■ **BRIEF**
Which lines of the records contain the word "grass"? Pull out each one and copy it in full.

■ **RAW RECORDS**
--- Begin ---
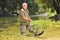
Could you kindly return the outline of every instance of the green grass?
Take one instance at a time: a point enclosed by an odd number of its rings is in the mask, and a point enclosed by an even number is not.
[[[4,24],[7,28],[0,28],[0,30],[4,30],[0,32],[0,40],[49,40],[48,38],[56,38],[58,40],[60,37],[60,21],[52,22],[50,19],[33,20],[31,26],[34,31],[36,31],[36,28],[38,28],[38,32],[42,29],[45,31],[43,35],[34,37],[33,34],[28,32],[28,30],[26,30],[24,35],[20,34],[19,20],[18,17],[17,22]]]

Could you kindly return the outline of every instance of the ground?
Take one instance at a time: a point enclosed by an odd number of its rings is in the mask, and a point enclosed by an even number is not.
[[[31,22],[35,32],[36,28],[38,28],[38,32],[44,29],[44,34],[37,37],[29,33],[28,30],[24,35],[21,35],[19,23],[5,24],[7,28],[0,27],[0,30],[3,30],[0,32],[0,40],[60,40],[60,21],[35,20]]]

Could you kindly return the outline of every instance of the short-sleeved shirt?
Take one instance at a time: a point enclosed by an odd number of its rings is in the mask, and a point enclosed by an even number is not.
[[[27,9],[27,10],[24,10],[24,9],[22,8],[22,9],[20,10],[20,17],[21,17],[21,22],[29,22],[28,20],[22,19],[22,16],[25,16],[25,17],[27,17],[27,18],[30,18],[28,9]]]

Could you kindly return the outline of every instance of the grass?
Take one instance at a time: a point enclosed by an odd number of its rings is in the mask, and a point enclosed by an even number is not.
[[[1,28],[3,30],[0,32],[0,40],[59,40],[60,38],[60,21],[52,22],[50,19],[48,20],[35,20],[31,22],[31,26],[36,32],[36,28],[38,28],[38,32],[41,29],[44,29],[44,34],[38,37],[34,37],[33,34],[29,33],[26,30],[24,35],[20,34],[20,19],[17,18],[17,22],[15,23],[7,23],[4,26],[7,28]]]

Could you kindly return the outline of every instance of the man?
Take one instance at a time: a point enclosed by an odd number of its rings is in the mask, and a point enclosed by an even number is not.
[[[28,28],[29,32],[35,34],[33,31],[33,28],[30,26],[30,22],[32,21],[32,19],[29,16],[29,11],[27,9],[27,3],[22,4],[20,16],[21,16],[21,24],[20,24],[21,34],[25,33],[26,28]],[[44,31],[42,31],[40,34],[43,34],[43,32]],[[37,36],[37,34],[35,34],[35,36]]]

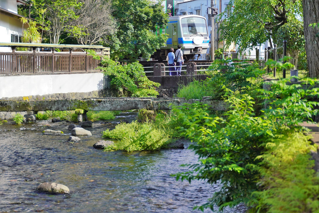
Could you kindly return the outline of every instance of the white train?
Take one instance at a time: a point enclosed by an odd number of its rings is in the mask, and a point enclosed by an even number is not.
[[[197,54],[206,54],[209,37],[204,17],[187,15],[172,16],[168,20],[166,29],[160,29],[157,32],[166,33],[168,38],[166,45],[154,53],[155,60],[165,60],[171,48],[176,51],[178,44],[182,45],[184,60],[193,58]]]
--- End ---
--- Begin ---
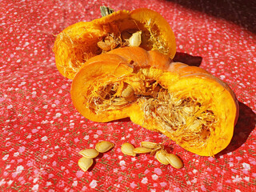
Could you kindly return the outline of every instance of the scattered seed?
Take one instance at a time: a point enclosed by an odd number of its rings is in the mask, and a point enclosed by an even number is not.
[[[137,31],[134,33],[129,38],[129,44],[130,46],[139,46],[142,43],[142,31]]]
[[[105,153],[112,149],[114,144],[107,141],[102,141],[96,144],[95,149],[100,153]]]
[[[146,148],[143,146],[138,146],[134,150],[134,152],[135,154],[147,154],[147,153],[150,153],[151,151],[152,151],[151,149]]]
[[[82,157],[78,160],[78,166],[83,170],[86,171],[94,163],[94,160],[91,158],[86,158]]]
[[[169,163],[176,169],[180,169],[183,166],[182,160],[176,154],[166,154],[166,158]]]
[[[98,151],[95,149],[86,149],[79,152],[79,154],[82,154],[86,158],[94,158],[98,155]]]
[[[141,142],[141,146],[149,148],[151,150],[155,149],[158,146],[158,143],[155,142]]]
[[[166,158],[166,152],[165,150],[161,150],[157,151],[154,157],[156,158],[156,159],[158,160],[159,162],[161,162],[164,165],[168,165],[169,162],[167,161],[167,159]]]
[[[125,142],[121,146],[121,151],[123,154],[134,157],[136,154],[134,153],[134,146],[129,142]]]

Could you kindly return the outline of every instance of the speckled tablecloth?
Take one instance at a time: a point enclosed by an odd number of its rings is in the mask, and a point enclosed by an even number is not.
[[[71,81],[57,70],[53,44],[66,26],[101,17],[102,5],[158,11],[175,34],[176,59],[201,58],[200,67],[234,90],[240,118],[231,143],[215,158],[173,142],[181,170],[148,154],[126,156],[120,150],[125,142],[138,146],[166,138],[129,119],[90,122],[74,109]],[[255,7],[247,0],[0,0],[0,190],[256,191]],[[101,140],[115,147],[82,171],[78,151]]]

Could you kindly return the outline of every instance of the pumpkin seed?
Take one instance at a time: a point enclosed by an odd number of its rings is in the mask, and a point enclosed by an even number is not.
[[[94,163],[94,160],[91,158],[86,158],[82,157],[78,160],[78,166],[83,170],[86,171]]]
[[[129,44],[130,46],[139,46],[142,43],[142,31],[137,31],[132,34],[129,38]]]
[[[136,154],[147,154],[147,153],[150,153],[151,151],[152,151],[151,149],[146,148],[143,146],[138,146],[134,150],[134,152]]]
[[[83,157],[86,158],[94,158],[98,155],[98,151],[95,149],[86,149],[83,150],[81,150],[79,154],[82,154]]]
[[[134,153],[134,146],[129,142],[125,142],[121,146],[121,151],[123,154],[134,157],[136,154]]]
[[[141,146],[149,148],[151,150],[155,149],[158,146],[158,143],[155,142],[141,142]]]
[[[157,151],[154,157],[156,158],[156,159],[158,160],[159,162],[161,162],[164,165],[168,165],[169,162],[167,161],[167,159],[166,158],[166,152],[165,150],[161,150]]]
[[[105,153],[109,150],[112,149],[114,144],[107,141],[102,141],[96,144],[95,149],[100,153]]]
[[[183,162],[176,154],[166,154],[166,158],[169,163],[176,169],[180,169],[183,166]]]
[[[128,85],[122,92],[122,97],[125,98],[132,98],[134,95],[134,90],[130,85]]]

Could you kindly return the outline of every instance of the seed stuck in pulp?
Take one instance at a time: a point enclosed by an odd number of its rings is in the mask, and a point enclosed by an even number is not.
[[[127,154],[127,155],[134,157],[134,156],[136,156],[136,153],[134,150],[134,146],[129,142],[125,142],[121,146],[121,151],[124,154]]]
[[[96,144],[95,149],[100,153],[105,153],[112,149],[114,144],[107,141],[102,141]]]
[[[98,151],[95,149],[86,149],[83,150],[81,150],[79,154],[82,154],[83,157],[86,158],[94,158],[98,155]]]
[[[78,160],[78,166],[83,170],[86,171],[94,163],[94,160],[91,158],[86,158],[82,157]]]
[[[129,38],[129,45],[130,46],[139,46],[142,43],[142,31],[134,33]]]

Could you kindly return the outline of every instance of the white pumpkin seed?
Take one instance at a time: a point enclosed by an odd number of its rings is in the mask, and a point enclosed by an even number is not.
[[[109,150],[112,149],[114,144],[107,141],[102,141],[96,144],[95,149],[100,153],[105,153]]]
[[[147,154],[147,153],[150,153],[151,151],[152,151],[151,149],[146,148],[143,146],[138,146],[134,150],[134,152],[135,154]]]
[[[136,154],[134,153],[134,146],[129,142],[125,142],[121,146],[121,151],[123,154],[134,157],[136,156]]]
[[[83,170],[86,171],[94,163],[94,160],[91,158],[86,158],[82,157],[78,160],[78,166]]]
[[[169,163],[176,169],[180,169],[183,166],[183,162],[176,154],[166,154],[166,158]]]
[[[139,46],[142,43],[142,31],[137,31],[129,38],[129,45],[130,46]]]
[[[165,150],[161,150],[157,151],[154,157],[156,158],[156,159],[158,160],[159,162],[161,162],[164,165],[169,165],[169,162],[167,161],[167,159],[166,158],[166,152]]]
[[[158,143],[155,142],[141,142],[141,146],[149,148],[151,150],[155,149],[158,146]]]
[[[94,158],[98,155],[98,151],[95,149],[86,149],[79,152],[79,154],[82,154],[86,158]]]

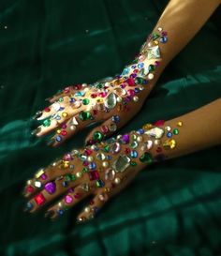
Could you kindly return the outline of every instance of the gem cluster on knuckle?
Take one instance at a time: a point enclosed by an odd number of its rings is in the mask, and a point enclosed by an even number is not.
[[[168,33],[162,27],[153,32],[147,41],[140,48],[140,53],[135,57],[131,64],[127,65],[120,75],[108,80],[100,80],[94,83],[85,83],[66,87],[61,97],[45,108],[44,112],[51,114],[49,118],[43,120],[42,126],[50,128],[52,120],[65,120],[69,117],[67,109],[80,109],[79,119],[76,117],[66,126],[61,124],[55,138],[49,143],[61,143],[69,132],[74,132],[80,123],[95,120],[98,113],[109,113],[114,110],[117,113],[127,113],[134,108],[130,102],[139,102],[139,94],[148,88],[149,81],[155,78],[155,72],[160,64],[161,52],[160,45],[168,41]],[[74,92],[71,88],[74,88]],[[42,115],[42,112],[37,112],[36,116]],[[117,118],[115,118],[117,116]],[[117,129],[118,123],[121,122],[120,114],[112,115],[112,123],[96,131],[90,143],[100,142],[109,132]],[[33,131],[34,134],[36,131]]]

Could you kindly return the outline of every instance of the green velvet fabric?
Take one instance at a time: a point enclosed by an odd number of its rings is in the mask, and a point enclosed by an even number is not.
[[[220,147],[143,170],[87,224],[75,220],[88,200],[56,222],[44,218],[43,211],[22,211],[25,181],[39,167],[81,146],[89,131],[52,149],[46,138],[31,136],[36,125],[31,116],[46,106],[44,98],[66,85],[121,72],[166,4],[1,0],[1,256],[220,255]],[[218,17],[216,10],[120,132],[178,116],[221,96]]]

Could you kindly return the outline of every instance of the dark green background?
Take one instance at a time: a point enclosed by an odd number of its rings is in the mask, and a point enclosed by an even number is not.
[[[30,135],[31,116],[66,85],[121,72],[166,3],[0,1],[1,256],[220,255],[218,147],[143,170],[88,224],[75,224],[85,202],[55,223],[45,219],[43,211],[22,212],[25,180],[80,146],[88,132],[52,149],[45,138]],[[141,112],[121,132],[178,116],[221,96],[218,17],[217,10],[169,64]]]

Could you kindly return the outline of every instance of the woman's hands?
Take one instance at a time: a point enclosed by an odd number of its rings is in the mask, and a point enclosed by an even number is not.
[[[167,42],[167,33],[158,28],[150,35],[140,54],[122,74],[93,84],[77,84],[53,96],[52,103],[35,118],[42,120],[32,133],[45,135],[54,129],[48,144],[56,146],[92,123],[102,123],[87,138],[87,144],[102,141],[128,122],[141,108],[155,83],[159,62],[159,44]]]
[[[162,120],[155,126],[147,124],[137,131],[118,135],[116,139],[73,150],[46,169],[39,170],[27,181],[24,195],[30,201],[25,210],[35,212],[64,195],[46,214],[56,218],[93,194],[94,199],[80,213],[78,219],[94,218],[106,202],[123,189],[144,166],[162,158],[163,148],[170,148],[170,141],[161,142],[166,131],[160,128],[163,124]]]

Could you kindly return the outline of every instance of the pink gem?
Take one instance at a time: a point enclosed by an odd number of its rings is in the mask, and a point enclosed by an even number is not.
--- End ---
■ **EXERCISE RESULT**
Could you kindly return the outline of every instance of the green grass?
Could you kindly return the outline of every instance of the grass?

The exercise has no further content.